* _Aim of the exercise_: Of the entries below, return only those lines from the line with "Target: green leafy plant" to the line with "Target: street lamp pole", exactly, both included.

··· Material for this task ···

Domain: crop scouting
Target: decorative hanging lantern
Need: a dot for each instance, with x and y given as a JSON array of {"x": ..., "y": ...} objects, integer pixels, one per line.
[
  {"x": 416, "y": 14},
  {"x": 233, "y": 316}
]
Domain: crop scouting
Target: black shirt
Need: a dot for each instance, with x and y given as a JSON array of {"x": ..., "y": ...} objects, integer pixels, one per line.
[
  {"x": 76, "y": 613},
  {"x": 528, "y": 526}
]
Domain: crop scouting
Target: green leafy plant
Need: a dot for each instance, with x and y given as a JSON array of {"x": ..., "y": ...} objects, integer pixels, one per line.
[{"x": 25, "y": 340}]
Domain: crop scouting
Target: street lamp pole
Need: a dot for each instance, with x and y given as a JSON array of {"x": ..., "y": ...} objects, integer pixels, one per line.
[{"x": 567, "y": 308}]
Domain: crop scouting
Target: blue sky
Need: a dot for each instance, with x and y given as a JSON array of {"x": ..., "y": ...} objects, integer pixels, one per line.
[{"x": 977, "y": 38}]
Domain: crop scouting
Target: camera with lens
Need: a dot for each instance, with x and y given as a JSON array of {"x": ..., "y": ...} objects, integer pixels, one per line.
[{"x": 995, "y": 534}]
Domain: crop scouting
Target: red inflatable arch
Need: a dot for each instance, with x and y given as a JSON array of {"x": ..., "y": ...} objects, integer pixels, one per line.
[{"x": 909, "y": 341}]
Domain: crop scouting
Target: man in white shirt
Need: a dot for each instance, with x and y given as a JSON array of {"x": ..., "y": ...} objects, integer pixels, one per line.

···

* _Response for this exercise_:
Target: green leafy plant
Need: a dot for each instance, with x and y given as a JSON array of {"x": ..., "y": ...} objects, integer pixels, one per line.
[{"x": 25, "y": 340}]
Domain: crop scouting
Target: street lamp pole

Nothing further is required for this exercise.